Instructions for the task: Only an exact retyping of all the entries counts as an answer.

Data in this exercise:
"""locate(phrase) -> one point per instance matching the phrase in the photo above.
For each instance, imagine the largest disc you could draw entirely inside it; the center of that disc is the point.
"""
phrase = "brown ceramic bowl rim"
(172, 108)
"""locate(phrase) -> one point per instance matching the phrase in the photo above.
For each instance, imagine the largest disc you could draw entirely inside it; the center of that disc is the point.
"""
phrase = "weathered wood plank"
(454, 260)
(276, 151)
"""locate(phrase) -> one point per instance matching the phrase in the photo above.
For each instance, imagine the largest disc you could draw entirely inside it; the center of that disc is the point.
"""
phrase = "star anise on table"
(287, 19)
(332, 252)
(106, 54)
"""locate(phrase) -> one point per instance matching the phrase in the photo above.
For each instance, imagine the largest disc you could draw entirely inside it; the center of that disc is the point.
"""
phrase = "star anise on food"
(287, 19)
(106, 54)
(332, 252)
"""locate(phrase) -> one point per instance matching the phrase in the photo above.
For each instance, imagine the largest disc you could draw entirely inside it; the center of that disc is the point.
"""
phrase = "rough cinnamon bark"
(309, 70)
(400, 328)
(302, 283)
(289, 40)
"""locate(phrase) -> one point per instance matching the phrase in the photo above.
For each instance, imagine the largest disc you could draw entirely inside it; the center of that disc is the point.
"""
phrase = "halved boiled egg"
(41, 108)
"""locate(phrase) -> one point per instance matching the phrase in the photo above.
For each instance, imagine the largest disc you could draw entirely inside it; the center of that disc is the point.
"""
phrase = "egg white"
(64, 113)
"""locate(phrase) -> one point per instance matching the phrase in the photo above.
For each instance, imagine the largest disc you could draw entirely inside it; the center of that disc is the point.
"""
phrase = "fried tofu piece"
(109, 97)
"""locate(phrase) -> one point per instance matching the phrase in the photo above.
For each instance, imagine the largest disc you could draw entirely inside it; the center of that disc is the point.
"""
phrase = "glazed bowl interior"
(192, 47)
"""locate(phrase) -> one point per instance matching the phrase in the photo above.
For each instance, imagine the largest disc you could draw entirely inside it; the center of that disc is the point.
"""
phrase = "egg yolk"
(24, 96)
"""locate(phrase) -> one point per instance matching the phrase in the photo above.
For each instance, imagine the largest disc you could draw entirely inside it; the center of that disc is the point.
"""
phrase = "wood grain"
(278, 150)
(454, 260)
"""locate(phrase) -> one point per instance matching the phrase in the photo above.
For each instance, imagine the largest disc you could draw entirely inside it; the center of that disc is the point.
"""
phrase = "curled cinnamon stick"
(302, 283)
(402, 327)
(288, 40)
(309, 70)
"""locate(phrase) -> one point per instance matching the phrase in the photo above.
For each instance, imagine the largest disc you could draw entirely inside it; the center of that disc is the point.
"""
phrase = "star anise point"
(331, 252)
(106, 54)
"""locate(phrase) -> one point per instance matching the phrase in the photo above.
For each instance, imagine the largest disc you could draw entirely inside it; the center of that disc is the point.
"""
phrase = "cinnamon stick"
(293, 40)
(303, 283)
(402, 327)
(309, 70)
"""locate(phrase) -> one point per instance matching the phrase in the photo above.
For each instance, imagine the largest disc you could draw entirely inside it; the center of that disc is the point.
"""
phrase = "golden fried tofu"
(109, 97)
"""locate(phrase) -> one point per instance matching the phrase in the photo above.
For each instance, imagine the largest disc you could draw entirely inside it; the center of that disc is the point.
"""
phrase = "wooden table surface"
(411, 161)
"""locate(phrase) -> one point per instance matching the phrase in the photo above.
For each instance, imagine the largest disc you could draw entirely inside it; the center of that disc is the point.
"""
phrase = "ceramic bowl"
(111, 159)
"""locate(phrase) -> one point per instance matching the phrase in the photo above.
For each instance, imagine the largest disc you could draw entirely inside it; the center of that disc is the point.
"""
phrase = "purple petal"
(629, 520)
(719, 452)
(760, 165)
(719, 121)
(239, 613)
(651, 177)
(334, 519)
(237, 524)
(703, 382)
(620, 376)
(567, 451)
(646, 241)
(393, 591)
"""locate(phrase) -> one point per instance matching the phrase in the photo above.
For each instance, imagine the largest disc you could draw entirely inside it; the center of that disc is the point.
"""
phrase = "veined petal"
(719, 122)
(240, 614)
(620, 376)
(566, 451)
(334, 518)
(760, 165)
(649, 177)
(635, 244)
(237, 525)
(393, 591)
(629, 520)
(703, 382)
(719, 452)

Answer to this task:
"""locate(phrase) -> one point per instance matching the phrase in the photo above.
For each instance, imagine the largest disc you could draw entirely inside it; the center of that disc is the point.
"""
phrase = "brown ceramic bowl rim"
(172, 108)
"""locate(phrase) -> one point per instance matching the phrase in the photo above.
For each instance, imagine the largest disc you could draw entirely inside it; the center of that disc is the point.
"""
phrase = "weathered wood plank"
(454, 260)
(276, 151)
"""locate(phrase) -> one point per instance matching the phrase in the photo above.
For each instance, imagine the largest disc you could draw entirely inside it; the center of that disc is the point.
"""
phrase = "star anise on table"
(287, 19)
(332, 252)
(106, 54)
"""locate(phrase) -> one point per instance matching the phrase in the photo above.
For each instance, imagine the largest disc you could draw entirely inside it; the center of that disc is the point.
"""
phrase = "star anise on food"
(287, 19)
(106, 54)
(332, 252)
"""locate(phrase) -> one point per instance matching the phrase in the photo above.
For each instance, imagine the largest disc you could draw entirely inside it; the center of that disc is the point.
"""
phrase = "rough cinnamon bark"
(309, 70)
(400, 328)
(302, 283)
(289, 40)
"""locate(phrase) -> one point per instance matching the phrase in the photo above.
For each instance, imagine the largest disc you could draw entirely inside it; the center of that disc is the point.
"""
phrase = "halved boiled egg"
(41, 108)
"""locate(phrase) -> one point per instance matching the phrase in the photo above.
For each instance, imagine the largest disc you could draw entirely inside it; the center of that disc is the point.
"""
phrase = "egg white"
(64, 113)
"""locate(phrase) -> one point per instance matching the phrase in the photo above.
For each instance, imagine the largest disc you could draw entirely inside it; the center of that disc is the point.
"""
phrase = "fried tofu piece"
(109, 97)
"""locate(phrase) -> one point per instance matching the phrase in the photo above.
For each instance, imagine the largest disc you could draw entirely inside it; the center of that disc is the point.
"""
phrase = "glazed bowl interior"
(192, 47)
"""locate(phrase) -> one point per instance matching the phrase in the photo above.
For each instance, imagine the largest disc you could draw entirely inside it; the center of that disc is the point.
"""
phrase = "egg yolk"
(24, 96)
"""locate(phrase) -> one point per instance matching the phrase in the photo above.
For each instance, imagine the largest disc you could draw entirely inside it; the center of that disc is the point.
"""
phrase = "wood grain"
(278, 150)
(454, 260)
"""locate(phrase) -> one point per instance matching the phrase in the photo above.
For each instance, imagine the largest disc you could draw entirely inside it; the center of that disc is the point.
"""
phrase = "curled cinnamon stick"
(302, 283)
(402, 327)
(288, 40)
(309, 70)
"""locate(phrase) -> one point per instance matching the phrase in the photo above.
For each instance, imagine the largest disc you could draw entirely inside it; the center of that disc is the point.
"""
phrase = "star anise point"
(331, 252)
(106, 54)
"""locate(phrase) -> one point per instance matching the phrase in the photo above.
For each instance, imagine the largest disc you could draw entirely inside it; the center of that disc is the point.
"""
phrase = "cinnamon stick"
(293, 40)
(303, 283)
(402, 327)
(309, 70)
"""locate(phrase) -> one point per instance matching the phrase in the photo above.
For each instance, imagine the largest disc you could draw entirely inside it; the center of that disc is the point.
"""
phrase = "golden fried tofu"
(109, 97)
"""locate(phrase) -> one point per instance matching the phrase in the photo above.
For each instance, imagine the largest disc you could draw entirely inside it; the center of that disc is the point.
"""
phrase = "wooden table surface"
(411, 161)
"""locate(phrase) -> one point per instance matching the phrase in the photo above.
For each instance, imagine the largest disc you could draw entirely inside it; the center of that disc is the point.
"""
phrase = "ceramic bowl"
(111, 159)
"""locate(phrase) -> one point per instance matching the phrase in the photo above.
For each instance, imagine the largest disc you could draw entirely inside it; the center of that disc is the point.
"""
phrase = "purple petal"
(629, 520)
(719, 452)
(760, 165)
(719, 121)
(239, 613)
(651, 177)
(334, 519)
(237, 524)
(703, 382)
(620, 376)
(567, 451)
(646, 241)
(393, 591)
"""locate(phrase) -> one point per instance matching the phrase in the photo above.
For each instance, imagine the largest disc you could draw entirely inside it; the center of that disc is the point.
"""
phrase = "veined petal"
(719, 122)
(240, 614)
(620, 376)
(566, 451)
(334, 518)
(760, 165)
(649, 177)
(635, 244)
(237, 525)
(393, 591)
(629, 520)
(703, 382)
(719, 452)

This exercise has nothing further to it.